## Prompt
Could you write out, word for word, the stretch of the refugee clinic article from "Jain is one" through "Somalia, and Sudan."?

## Selected extract
···

He then asked questions that don’t usually come up in a medical visit: Had she ever been a victim of violence? Ever witnessed it? Did she feel safe now?

Jain is one of the resident coordinators of the Adult Refugee Clinic, which serves eight patients each week in Yale-New Haven Hospital’s Primary Care Center. (A pediatric refugee clinic, which provides medical screening and primary care for children in newly arrived refugee families, shares the space.) About 200 refugees settle in Greater New Haven each year, with Iraqis forming the largest group. The refugees also come from such countries as Afghanistan, the Democratic Republic of Congo, Cuba, Ethiopia, Iran, Somalia, and Sudan.

The adult and pediatric clinics offer physicians-in-training an opportunity to see latent tuberculosis, various parasitic infections, and undiagnosed congenital disorders—diseases and conditions that are relatively rare in the United States. For the residents, however, the most important lessons involve communication. Understanding the patient’s story is essential to providing care, many clinic staffers said, and language is only part of the challenge.

Intern Sara Schwab, M.D., groaned on a recent shift when told she’d be using a phone interpreter—it’s always better to have a live interpreter in the room because they can pick up on nonverbal cues like body language. Schwab walked toward the exam room asking people, “You don’t speak Arabic, do you?”

But whether on the phone or in person, standard questions can be mired in misleading assumptions. For example, a physician might ask, “Have you ever been hospitalized?” But in some countries hospitalization is a rare event. “There is a lot more detective work,” said Katherine Yun, M.D., HS ’09, a postdoctoral fellow who serves as an attending in the Pediatric Refugee Clinic.

The adult clinic got its start in 2007 when Teeb Al-Samarrai, M.D. ’06, HS ’09, who was born in Iraq, was recruited to translate in the pediatric clinic during her residency. Al-Samarrai, now a CDC Epidemic Intelligence Service Officer at the New York City Department of Health and Mental Hygiene, learned that refugee patients often ended up in the emergency room because it was difficult to get appointments with primary care providers. An adult refugee clinic at Yale had closed when its organizers left the medical school, so Al-Samarrai recruited residents and faculty to fill the need. Last year, the adult clinic became part of the ambulatory care curriculum so that it will have ongoing coverage.

That reorganization creates an opportunity for residents not only to treat a diverse population but also to change the way they interact with all their patients. Jain recalled a lifelong New Haven resident who had various complaints and a reputation for noncompliance. “I went into my refugee line of questioning,” Jain said. The patient recounted an adolescence marred by violence and memories of being mistreated by the health care system.

Symptoms that had frustrated other doctors suddenly made sense to Jain, who had finally gotten the whole story.

···

## Saved data entries
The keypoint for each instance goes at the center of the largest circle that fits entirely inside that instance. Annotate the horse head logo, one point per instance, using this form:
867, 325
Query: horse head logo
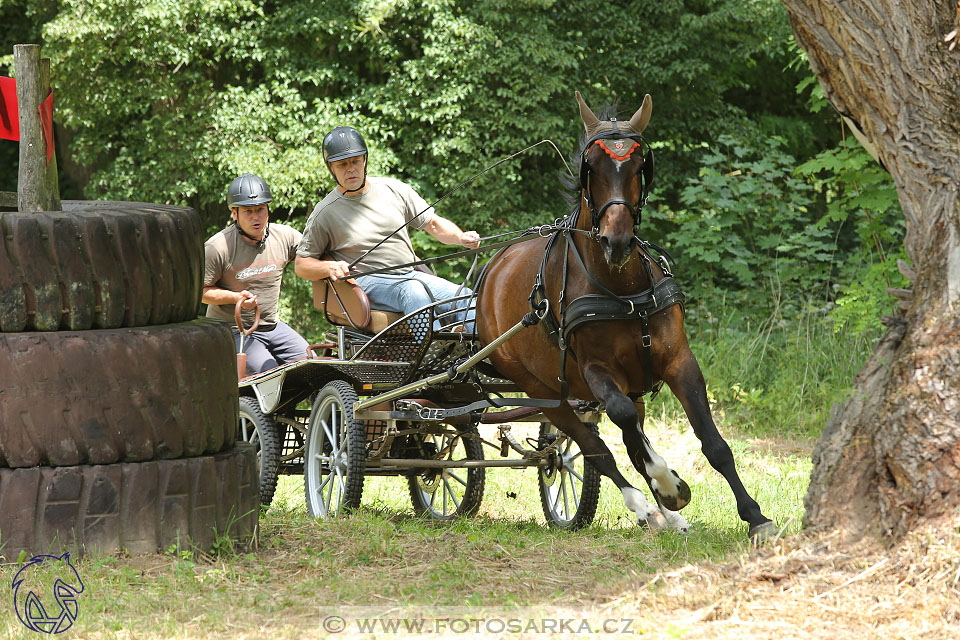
36, 577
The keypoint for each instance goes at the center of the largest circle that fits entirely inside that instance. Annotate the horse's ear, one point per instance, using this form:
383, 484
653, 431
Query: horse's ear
640, 119
590, 120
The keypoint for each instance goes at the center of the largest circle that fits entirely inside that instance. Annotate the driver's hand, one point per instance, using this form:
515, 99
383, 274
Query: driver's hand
339, 270
470, 239
249, 300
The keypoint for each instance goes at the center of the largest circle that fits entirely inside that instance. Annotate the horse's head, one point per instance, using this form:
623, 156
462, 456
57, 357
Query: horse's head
615, 173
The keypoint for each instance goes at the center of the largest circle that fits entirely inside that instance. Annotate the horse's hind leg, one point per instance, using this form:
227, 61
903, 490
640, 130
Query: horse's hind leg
634, 440
685, 379
667, 486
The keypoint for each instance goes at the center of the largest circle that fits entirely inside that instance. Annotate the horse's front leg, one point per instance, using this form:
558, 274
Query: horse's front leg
669, 489
685, 379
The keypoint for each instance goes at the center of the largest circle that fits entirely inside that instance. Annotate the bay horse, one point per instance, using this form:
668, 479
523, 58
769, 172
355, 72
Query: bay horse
612, 327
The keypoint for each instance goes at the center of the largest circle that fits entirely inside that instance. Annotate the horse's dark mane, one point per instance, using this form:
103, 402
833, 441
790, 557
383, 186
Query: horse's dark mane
571, 184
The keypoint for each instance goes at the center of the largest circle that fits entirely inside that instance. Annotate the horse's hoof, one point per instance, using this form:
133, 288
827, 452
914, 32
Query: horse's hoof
655, 521
679, 501
763, 533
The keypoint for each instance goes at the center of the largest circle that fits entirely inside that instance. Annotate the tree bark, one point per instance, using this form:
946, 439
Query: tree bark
37, 180
889, 457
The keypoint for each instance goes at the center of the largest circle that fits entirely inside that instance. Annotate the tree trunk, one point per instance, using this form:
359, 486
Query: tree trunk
889, 458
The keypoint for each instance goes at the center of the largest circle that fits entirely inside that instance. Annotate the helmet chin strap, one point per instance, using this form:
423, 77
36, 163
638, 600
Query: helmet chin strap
261, 242
362, 184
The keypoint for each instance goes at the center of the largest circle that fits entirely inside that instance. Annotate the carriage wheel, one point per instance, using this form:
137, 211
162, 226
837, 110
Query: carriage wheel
445, 494
336, 453
262, 432
569, 485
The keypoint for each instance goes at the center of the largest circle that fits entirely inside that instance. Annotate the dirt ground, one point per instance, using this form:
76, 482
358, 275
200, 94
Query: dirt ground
810, 587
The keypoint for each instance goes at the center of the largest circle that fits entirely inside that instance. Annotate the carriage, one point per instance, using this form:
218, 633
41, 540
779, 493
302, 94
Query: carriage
405, 396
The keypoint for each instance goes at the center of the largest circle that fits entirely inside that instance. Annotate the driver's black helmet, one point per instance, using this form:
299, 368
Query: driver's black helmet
248, 191
343, 143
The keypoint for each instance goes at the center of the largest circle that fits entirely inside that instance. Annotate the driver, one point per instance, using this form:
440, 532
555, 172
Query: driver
245, 262
362, 211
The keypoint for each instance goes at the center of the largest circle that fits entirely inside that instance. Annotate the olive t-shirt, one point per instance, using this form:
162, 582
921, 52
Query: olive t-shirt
347, 226
232, 263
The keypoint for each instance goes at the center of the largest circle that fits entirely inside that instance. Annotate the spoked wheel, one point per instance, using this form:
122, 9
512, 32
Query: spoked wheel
569, 485
335, 453
261, 431
445, 494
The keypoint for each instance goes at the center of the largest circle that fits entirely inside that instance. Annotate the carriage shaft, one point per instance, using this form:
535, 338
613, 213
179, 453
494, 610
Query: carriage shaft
453, 464
413, 387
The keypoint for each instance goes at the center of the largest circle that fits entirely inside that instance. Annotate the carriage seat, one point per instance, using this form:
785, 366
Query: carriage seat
346, 304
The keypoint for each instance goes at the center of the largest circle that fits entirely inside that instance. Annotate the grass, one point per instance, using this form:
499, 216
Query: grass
771, 386
384, 558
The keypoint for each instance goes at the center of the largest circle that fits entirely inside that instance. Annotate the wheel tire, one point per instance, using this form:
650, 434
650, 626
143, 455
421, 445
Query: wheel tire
559, 485
117, 395
120, 264
461, 490
334, 435
262, 432
143, 507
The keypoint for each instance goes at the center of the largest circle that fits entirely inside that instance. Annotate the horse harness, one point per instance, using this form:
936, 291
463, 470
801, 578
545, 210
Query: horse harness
606, 305
619, 144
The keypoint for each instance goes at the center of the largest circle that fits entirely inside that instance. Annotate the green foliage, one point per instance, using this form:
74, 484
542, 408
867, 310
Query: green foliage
860, 196
166, 111
747, 225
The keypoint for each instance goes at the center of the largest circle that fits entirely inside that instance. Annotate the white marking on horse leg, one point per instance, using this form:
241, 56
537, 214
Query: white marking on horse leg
675, 520
662, 480
637, 503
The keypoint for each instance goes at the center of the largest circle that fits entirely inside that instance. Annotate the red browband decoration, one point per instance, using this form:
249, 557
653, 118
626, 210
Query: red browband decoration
618, 153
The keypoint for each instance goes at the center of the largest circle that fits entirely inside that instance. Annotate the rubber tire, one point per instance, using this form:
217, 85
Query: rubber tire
117, 395
589, 491
265, 437
341, 394
138, 508
473, 492
119, 264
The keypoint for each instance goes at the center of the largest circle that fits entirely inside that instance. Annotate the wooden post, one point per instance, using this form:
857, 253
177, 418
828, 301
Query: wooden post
37, 181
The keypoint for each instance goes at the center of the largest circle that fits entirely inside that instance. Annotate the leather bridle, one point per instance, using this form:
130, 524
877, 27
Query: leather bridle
617, 136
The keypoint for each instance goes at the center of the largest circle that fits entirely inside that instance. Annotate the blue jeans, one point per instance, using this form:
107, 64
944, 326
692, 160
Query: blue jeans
407, 292
268, 349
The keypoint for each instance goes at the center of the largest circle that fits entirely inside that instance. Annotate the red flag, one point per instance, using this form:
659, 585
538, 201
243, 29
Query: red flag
46, 121
9, 116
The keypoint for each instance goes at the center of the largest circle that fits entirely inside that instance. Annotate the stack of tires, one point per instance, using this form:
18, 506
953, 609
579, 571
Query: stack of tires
118, 407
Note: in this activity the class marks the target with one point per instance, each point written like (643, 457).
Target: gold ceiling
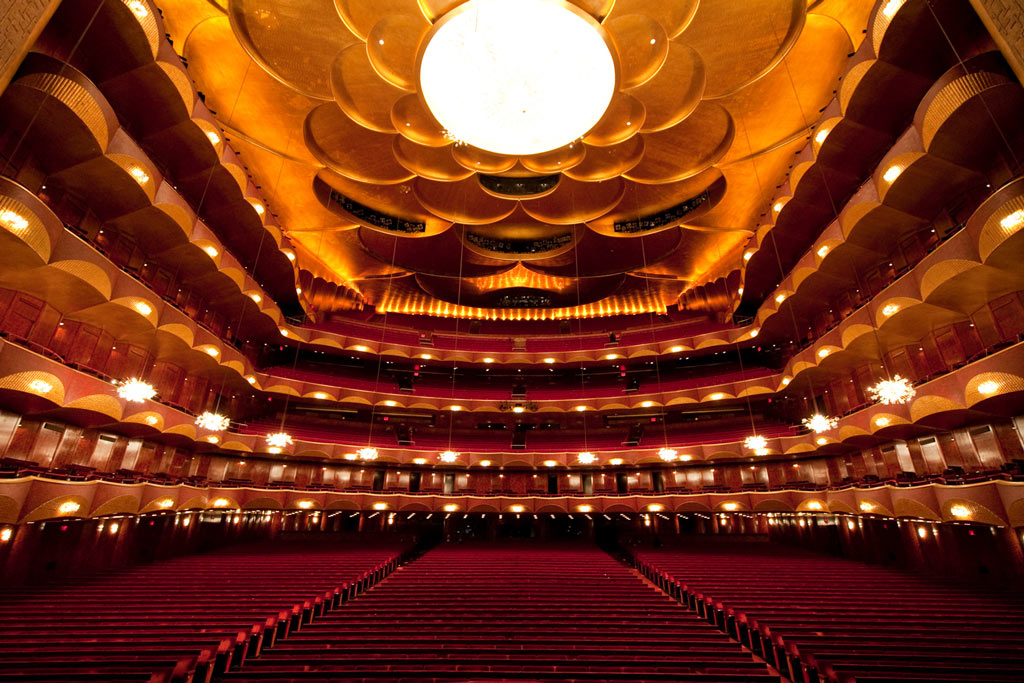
(320, 97)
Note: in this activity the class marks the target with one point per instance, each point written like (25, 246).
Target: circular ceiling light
(517, 77)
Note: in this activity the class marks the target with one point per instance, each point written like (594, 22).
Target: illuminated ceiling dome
(487, 91)
(630, 146)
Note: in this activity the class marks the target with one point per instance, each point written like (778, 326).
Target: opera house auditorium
(604, 341)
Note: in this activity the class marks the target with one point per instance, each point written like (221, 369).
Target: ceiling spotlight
(13, 220)
(960, 511)
(279, 439)
(756, 442)
(140, 176)
(890, 392)
(988, 387)
(39, 386)
(818, 423)
(1014, 220)
(212, 421)
(135, 390)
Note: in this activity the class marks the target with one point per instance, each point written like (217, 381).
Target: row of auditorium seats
(508, 611)
(818, 617)
(190, 616)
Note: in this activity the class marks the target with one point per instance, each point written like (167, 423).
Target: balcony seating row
(508, 611)
(819, 617)
(199, 614)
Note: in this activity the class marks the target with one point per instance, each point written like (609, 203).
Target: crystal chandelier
(279, 440)
(212, 421)
(896, 390)
(135, 390)
(818, 423)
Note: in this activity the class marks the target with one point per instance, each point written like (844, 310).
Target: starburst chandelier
(279, 439)
(212, 421)
(896, 390)
(757, 443)
(818, 423)
(135, 390)
(668, 455)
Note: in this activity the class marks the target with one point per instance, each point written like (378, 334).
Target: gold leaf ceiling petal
(392, 45)
(642, 200)
(740, 41)
(605, 163)
(798, 88)
(576, 202)
(556, 160)
(622, 121)
(431, 163)
(246, 97)
(398, 199)
(479, 160)
(642, 46)
(346, 147)
(413, 120)
(434, 9)
(675, 91)
(674, 15)
(462, 202)
(361, 15)
(283, 40)
(360, 92)
(689, 147)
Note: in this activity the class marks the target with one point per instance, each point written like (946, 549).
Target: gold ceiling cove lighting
(487, 89)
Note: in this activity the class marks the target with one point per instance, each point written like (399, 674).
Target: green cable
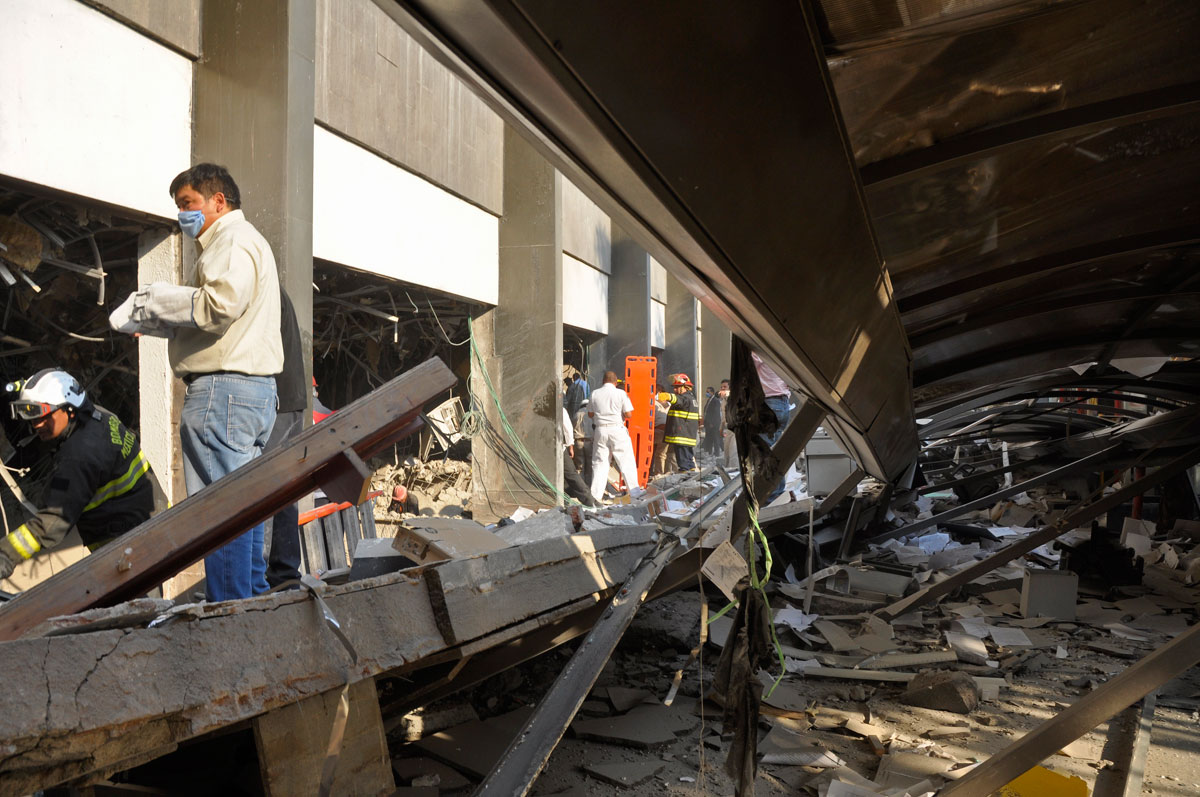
(513, 438)
(751, 556)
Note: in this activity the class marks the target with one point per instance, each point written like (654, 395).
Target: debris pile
(438, 487)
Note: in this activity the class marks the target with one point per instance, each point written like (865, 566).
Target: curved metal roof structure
(911, 207)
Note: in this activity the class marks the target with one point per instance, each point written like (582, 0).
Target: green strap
(123, 484)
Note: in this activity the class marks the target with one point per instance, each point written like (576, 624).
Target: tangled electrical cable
(504, 441)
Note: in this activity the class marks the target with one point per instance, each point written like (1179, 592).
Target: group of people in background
(595, 435)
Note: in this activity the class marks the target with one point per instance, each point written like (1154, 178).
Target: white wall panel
(375, 216)
(585, 295)
(658, 281)
(90, 106)
(658, 324)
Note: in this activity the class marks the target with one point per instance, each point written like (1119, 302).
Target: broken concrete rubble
(948, 691)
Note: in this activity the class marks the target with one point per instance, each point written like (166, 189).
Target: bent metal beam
(1039, 538)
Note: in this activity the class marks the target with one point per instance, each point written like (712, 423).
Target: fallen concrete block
(477, 747)
(1049, 593)
(967, 647)
(375, 557)
(628, 730)
(948, 691)
(906, 769)
(725, 568)
(624, 699)
(543, 526)
(409, 769)
(433, 539)
(477, 595)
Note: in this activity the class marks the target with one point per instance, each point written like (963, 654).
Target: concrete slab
(948, 691)
(627, 730)
(475, 747)
(433, 539)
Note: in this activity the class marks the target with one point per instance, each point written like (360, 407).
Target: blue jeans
(684, 456)
(225, 424)
(783, 408)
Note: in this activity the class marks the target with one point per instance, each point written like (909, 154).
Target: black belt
(189, 378)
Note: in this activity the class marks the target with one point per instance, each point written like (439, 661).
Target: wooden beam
(529, 750)
(141, 559)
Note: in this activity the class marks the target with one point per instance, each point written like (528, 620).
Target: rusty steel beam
(1144, 677)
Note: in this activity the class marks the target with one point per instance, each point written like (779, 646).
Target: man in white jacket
(609, 408)
(226, 346)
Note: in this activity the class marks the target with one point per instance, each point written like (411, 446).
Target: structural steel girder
(1043, 535)
(1003, 492)
(711, 133)
(1137, 682)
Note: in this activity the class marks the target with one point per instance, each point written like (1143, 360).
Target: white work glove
(155, 310)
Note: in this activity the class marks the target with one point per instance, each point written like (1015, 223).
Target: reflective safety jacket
(683, 419)
(101, 484)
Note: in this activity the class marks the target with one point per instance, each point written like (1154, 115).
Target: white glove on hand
(155, 310)
(165, 304)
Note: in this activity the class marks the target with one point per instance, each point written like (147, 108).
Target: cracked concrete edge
(136, 690)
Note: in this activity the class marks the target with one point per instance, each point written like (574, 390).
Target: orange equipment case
(641, 377)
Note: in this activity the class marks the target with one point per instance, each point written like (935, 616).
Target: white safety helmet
(46, 391)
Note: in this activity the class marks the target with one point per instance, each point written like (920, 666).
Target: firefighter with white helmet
(101, 481)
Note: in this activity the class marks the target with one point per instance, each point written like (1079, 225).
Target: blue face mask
(191, 222)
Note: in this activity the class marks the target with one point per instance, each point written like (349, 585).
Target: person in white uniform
(609, 408)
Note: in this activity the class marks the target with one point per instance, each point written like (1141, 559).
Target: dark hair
(208, 179)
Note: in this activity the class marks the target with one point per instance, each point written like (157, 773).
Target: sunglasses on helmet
(30, 409)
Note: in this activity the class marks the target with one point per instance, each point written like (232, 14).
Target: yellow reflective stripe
(123, 485)
(24, 543)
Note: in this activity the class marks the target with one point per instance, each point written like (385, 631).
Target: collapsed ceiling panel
(1074, 60)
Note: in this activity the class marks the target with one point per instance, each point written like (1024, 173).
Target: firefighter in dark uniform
(683, 424)
(101, 481)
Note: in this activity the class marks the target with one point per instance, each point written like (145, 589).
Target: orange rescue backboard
(641, 377)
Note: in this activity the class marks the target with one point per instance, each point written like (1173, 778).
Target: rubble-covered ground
(831, 717)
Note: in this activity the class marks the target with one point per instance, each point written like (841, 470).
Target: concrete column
(253, 113)
(161, 258)
(521, 339)
(714, 351)
(682, 352)
(629, 306)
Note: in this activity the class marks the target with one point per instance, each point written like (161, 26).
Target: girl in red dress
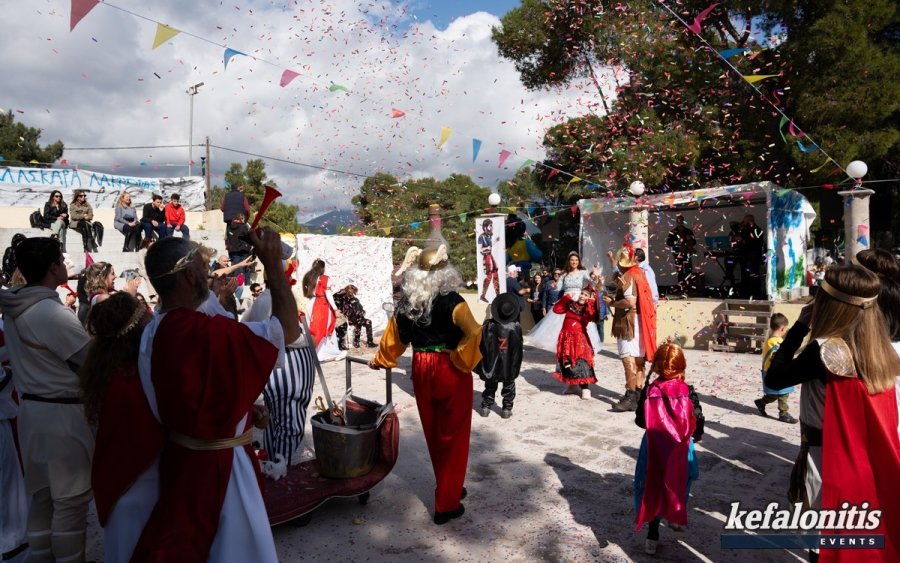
(574, 353)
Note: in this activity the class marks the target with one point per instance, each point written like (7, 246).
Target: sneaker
(628, 402)
(444, 517)
(760, 406)
(786, 417)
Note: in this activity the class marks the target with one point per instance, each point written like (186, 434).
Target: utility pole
(208, 177)
(192, 91)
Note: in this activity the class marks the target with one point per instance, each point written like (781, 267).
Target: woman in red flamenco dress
(574, 353)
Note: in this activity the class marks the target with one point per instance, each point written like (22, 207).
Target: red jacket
(174, 215)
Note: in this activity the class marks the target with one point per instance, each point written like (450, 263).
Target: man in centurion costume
(435, 319)
(634, 324)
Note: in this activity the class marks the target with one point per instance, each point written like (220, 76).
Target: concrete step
(111, 251)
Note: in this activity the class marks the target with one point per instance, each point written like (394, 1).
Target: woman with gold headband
(669, 410)
(849, 445)
(128, 436)
(435, 319)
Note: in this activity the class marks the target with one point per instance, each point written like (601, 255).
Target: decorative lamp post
(856, 211)
(637, 223)
(192, 91)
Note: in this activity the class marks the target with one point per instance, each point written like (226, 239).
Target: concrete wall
(690, 321)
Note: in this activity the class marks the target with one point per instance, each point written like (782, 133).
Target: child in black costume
(501, 351)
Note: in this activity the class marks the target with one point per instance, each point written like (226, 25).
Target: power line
(131, 148)
(294, 162)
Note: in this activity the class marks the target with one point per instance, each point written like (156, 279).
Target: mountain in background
(331, 222)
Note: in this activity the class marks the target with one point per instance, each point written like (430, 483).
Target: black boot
(628, 402)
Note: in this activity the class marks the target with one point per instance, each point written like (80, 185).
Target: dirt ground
(554, 482)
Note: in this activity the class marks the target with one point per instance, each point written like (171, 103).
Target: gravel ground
(554, 482)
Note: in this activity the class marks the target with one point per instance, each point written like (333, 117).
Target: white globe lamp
(856, 170)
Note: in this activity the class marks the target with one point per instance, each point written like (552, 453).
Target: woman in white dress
(545, 334)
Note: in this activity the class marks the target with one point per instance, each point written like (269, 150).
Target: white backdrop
(366, 262)
(498, 251)
(31, 187)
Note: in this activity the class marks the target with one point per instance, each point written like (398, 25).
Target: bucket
(347, 451)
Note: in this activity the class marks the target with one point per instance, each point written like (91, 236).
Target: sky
(101, 85)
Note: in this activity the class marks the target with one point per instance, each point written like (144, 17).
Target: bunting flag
(784, 121)
(286, 77)
(695, 27)
(814, 170)
(163, 34)
(445, 134)
(229, 53)
(805, 148)
(80, 8)
(753, 78)
(728, 53)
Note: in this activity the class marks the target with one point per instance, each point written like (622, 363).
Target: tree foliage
(681, 119)
(20, 144)
(280, 216)
(386, 203)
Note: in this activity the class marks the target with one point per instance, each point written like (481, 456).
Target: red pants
(444, 399)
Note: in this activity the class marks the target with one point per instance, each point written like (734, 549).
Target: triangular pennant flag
(804, 148)
(163, 34)
(287, 76)
(728, 53)
(229, 53)
(445, 134)
(80, 8)
(781, 125)
(695, 27)
(753, 78)
(504, 154)
(827, 160)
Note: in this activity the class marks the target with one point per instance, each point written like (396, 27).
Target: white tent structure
(606, 223)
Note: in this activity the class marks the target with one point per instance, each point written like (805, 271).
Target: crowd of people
(173, 451)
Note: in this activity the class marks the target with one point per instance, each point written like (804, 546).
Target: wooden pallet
(741, 326)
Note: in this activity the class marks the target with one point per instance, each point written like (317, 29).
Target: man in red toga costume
(201, 372)
(634, 324)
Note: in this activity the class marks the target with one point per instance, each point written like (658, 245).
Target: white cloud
(98, 86)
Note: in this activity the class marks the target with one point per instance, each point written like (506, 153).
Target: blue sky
(442, 12)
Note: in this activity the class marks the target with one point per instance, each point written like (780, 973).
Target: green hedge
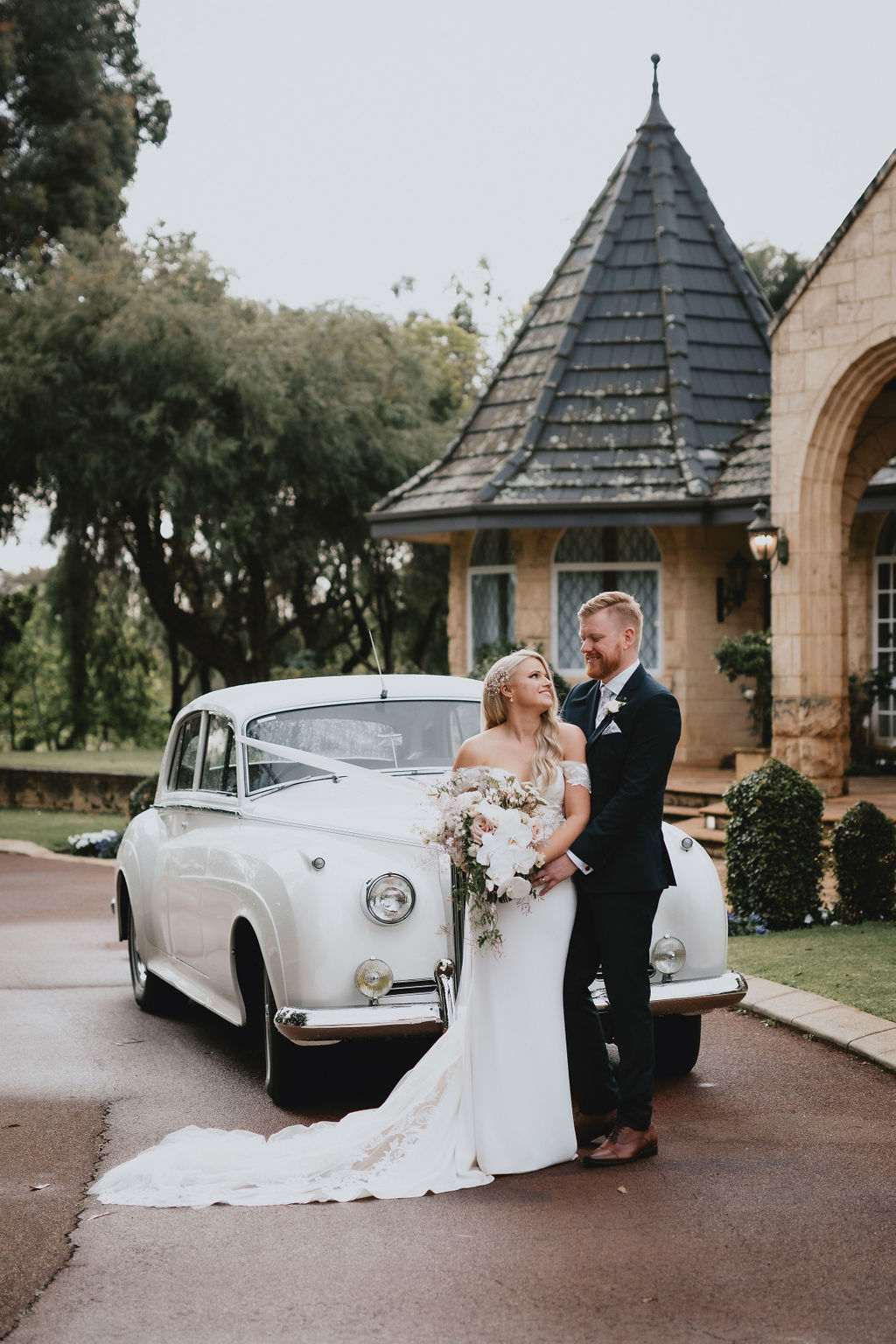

···

## Reply
Jain is one of the resident coordinators of the Adult Refugee Clinic, which serves eight patients each week in Yale-New Haven Hospital’s Primary Care Center. (A pediatric refugee clinic, which provides medical screening and primary care for children in newly arrived refugee families, shares the space.) About 200 refugees settle in Greater New Haven each year, with Iraqis forming the largest group. The refugees also come from such countries as Afghanistan, the Democratic Republic of Congo, Cuba, Ethiopia, Iran, Somalia, and Sudan.